Exercise requirements: Extend the news report on apprentice jockey Jordan Vaughan's two winners at Ayr, starting after its final sentence.

Text section:
┄┄┄┄┄┄┄┄┄┄

JOCKEY jordan Vaughan epitomises horse racing’s fickleness.
Down on winners, rides and, therefore, confidence, he travelled to day one of Ayr’s Gold Cup meeting more in hope than expectation.
Little did the popular apprentice rider – the lad who proudly leads up dual Group One winner and Yorkshire horse of the year Quiet Reflection – would ride two winners for his boss Karl Burke.
It was the perfect tonic for the 22-year-old who sweated down to 8st 3lb to make the weight on Sister Dude before getting the leg up on stablemate Sporty Yankee as a result of jockey Clifford Lee being injured at Beverley on Wednesday.
As Vaughan told The Yorkshire Post after his 10th and 11th wins of the campaign, jockeys simply have to make the most of their opportunities when they arise.
“It’s a nice surprise,” he said. “I was only due to go up for the ride on Sister Dude and, in fairness, she wasn’t promising a lot.
“She works so well at home but never shows anything on the racetrack.
“Karl asked what weight I could do on Tuesday morning and I said about 8st 5lb or 8st 4lb.

┄┄┄┄┄┄┄┄┄┄

Recorded data:
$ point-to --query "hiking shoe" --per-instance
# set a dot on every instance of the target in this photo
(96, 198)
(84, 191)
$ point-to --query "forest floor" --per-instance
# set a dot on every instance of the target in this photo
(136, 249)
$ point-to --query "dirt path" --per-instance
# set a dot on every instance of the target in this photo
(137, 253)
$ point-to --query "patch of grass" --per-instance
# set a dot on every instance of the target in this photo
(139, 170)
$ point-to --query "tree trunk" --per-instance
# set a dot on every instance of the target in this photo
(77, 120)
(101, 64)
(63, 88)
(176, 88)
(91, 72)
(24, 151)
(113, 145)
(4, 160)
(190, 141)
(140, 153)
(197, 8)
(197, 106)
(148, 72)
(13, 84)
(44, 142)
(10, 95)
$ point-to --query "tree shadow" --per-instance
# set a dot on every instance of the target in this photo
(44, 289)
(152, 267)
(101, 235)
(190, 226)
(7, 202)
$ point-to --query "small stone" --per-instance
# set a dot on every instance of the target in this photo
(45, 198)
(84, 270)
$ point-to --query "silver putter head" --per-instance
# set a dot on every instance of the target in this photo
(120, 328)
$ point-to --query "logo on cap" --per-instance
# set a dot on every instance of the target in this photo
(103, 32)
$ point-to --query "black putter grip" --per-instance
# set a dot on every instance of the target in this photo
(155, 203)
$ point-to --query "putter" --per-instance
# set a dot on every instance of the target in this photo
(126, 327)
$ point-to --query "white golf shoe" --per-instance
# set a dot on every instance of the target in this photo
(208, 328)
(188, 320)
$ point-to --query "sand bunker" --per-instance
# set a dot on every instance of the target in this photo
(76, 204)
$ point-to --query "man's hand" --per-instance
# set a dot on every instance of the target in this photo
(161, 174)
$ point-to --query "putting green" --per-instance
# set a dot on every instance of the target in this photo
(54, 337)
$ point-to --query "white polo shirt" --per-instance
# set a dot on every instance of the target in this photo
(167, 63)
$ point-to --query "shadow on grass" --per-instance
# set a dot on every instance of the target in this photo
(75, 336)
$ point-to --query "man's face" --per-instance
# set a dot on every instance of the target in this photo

┄┄┄┄┄┄┄┄┄┄

Expected answer:
“He said to do my best – I won’t tell you what weight I was – but it came off bit by bit. Fruit, yoghurt, water, it seemed to work.
“I had a long sweat in the car on the way up and then did a power walk around the track with loads of layers of clothes on. That just finished it off and I made 8st 3lb.
“Sporty Yankee was Clifford’s ride. He got injured at Beverley. Nothing’s broken, he’s just torn a few muscles in his hand. He’s just missed a winner and that will hurt more.”
Vaughan, who now has 43 career wins to his name, was the first to admit that he became a bit despondent with his lack of rides in recent times – he’s just one of a clutch of young jockeys vying for supremacy at Burke’s Spigot Lodge stables near Leyburn.
“This is a nice boost,” he said. “The way you are feeling effects your riding. A double keeps you going.”
So, too, does his association with Quiet Reflection who won Royal Ascot’s Commonwealth Cup for the elated members of Ontoawinner syndicate who literally jumped for joy in the hallowed winner’s enclosure before sluicing through the mud to win Haydock’s 32Red Sprint Cup nearly a fortnight ago under Dougie Costello.
For the first time, Vaughan was not leading up the three-year-old sprinter because he was required to ride Georgian Bay at Kempton who led going into the final furlong before being narrowly beaten. “When you get a chance to ride in one of the big handicaps, you can’t say no,” he explained.
Yet, when the rider talks about Quiet Reflection, he embodies the special relationship between stable staff and the champion thoroughbreds in their care.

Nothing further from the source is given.